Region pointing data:
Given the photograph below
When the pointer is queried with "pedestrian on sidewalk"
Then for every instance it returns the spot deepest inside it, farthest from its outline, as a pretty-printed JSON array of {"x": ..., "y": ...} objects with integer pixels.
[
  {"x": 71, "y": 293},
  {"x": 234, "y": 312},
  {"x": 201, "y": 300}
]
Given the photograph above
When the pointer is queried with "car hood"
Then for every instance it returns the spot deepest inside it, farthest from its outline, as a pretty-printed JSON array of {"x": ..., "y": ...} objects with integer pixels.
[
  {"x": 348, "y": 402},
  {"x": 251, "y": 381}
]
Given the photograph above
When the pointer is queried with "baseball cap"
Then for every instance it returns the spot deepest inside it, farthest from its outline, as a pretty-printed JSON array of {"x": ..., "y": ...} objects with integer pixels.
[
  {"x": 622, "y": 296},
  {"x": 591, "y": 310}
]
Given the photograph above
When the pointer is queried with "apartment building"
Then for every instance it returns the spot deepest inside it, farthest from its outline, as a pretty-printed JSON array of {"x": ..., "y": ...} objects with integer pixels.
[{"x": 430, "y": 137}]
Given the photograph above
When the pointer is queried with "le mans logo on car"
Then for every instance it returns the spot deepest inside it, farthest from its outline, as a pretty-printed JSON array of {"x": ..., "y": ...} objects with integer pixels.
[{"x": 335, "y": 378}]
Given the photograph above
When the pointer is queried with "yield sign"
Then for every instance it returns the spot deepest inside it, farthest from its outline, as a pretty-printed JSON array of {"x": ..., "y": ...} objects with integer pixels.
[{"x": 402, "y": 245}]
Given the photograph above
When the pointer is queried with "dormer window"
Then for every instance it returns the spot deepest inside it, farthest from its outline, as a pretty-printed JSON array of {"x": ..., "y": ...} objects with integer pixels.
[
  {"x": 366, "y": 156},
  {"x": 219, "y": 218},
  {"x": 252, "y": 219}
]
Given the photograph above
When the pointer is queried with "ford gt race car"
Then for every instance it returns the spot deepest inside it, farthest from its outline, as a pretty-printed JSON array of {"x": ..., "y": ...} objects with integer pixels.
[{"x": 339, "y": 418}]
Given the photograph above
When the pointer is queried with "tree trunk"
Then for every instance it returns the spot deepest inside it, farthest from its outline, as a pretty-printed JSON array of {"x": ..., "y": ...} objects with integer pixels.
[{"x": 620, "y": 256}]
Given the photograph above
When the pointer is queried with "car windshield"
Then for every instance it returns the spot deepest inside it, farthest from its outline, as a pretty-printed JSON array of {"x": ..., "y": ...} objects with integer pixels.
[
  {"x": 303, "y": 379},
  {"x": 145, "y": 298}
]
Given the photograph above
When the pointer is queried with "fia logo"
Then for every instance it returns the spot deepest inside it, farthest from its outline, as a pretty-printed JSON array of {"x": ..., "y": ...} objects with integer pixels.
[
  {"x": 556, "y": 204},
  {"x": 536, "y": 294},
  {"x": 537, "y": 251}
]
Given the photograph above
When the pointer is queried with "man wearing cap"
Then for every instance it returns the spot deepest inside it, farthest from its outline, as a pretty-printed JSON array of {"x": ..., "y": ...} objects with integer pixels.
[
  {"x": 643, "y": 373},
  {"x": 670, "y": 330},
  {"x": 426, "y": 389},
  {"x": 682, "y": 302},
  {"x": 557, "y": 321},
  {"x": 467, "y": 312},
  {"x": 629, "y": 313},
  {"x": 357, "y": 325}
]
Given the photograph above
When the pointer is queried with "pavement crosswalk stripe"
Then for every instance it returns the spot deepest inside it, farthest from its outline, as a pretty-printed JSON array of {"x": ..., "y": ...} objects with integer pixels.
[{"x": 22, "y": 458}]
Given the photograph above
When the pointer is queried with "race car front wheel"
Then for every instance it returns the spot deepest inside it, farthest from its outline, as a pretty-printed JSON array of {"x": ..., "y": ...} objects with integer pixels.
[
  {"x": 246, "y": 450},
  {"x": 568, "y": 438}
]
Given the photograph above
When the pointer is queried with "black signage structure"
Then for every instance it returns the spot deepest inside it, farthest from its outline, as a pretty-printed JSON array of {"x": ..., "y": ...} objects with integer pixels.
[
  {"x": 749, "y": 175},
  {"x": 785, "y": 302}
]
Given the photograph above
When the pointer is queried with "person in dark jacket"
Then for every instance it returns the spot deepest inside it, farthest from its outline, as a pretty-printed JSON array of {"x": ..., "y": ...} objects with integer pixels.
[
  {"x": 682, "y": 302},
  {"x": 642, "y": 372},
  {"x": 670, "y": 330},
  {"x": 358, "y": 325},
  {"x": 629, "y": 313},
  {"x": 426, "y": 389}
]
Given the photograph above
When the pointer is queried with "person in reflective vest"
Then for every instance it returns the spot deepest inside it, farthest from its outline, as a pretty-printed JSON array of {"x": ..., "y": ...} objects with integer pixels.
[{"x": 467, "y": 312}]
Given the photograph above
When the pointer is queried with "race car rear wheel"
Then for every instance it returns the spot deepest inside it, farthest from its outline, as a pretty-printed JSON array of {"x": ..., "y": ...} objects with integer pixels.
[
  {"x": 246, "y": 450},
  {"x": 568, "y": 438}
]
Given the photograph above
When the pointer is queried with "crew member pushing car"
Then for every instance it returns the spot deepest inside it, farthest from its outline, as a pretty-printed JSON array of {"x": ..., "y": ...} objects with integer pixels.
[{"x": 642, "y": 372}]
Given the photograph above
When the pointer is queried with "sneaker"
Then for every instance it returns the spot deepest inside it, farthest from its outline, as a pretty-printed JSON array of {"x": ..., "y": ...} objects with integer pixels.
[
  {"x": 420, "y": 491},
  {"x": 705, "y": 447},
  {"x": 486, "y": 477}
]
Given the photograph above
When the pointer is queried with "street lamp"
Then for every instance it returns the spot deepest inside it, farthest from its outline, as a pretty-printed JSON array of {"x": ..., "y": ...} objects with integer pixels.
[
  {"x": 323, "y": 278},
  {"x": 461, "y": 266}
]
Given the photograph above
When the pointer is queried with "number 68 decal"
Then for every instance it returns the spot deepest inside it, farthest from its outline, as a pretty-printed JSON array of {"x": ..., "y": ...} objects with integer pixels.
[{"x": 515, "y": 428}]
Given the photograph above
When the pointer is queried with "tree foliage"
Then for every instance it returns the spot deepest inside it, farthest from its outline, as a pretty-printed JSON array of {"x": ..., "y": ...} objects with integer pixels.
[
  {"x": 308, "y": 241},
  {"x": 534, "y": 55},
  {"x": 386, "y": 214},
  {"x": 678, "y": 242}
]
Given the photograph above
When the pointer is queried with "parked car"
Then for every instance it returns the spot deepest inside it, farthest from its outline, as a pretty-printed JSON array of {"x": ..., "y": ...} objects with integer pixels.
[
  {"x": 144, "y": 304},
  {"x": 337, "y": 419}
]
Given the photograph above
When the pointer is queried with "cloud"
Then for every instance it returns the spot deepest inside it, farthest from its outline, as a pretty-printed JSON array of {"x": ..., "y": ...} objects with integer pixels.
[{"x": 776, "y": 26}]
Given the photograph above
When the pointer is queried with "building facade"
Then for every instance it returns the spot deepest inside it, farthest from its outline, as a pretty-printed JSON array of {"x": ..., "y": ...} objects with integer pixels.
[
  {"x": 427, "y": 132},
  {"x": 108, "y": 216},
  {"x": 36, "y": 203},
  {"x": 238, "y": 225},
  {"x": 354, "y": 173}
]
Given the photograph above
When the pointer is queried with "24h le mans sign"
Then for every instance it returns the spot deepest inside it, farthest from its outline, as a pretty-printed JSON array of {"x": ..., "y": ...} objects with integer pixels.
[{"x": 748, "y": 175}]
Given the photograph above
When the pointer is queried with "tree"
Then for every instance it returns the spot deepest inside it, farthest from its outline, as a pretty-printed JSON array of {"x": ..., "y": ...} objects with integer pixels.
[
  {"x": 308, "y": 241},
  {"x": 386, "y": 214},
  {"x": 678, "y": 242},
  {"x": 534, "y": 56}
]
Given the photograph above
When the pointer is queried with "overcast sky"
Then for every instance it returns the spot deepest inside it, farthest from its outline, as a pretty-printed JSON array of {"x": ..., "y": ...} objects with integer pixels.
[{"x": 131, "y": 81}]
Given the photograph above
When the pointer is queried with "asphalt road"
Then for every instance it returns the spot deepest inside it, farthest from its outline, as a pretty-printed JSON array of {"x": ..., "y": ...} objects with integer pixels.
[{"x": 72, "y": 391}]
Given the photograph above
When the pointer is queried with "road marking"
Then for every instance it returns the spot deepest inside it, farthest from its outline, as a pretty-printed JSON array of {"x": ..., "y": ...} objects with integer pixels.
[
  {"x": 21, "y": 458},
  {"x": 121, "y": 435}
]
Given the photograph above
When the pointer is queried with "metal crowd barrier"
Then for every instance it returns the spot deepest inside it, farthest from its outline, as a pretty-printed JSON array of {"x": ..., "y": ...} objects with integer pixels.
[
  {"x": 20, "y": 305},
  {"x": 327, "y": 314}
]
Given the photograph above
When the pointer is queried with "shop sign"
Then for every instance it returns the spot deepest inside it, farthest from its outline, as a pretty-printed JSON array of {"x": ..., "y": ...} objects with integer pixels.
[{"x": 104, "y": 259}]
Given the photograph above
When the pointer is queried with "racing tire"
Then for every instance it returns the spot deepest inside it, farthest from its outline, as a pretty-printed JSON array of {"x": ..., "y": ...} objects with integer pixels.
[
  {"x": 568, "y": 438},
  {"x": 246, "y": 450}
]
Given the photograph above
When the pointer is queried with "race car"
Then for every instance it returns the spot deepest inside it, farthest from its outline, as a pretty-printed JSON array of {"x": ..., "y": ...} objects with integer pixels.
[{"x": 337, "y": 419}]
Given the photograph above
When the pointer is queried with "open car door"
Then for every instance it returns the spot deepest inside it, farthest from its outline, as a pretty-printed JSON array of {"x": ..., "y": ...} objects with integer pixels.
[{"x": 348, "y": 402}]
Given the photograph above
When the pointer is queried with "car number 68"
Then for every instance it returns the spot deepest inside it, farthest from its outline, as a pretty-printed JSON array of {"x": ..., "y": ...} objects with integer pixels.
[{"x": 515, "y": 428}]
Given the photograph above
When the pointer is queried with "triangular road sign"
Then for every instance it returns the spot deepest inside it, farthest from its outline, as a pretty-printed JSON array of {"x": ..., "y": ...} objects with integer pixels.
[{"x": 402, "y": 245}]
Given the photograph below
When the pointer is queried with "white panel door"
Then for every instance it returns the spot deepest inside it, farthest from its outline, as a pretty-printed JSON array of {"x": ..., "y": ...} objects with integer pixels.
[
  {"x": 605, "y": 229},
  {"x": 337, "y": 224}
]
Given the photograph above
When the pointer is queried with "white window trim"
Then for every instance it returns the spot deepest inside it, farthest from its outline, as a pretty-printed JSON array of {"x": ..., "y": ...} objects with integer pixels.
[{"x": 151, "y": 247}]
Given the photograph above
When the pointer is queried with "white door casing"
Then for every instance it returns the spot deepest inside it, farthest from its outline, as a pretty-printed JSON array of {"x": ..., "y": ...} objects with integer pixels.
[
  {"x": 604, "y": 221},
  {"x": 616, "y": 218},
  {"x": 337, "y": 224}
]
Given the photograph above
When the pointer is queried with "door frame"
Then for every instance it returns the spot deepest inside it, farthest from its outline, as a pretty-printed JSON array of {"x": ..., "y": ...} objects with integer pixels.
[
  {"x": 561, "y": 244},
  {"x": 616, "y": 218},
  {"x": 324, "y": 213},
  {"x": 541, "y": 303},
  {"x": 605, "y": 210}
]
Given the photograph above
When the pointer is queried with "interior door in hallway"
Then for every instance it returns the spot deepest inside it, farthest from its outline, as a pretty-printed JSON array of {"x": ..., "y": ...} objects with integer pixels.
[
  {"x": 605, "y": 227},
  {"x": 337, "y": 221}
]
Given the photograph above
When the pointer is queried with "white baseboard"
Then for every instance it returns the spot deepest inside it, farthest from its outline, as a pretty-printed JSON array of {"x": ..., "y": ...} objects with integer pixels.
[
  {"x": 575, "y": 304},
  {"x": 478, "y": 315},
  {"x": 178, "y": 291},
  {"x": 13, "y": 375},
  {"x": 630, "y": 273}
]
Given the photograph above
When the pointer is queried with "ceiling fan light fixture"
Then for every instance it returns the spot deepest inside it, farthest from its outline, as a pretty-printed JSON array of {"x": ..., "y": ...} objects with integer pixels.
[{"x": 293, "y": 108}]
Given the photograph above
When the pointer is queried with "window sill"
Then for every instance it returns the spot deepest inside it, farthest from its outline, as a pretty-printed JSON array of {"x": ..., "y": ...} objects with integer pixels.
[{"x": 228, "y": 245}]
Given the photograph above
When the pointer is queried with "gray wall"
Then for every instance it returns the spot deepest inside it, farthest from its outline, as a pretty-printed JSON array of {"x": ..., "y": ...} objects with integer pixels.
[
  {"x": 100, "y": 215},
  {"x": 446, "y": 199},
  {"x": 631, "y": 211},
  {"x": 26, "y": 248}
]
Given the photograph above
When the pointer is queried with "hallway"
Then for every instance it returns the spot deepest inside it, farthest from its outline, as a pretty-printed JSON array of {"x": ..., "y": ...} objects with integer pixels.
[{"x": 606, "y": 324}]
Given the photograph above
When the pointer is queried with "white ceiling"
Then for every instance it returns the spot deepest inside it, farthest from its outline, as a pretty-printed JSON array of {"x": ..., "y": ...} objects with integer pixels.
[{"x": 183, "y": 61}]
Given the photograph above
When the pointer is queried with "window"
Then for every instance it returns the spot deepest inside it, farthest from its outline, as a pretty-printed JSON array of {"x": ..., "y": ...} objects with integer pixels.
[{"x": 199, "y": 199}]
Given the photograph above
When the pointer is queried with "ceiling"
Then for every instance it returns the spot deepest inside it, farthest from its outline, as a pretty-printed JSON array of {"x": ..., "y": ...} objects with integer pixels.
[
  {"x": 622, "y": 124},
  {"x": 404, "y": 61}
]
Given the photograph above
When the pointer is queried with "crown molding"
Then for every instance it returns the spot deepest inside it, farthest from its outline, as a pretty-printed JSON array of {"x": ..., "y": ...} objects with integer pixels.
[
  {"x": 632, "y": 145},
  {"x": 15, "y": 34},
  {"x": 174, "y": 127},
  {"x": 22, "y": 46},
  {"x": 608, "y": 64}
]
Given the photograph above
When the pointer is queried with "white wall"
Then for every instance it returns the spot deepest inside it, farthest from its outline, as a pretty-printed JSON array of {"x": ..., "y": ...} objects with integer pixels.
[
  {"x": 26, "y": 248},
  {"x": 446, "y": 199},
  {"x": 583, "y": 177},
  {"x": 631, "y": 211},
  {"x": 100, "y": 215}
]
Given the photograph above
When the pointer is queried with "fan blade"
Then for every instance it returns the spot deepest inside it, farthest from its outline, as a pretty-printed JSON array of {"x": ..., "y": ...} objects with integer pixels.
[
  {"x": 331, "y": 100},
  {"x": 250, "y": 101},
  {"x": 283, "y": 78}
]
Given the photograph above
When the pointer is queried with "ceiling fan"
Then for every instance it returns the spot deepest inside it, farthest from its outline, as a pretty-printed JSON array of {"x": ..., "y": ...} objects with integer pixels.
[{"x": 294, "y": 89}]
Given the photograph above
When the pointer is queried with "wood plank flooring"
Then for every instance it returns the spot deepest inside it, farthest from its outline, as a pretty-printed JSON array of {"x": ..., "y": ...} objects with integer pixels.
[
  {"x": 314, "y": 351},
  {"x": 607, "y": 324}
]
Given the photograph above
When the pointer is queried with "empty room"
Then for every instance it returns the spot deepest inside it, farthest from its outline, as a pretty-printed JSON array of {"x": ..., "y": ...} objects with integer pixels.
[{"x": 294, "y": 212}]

Try it — The answer must consist of every line from the entries above that contains "road".

Solution below —
When the pointer is queried with "asphalt road"
When the pointer is queried with "road marking"
When the pointer is queried with "triangular road sign"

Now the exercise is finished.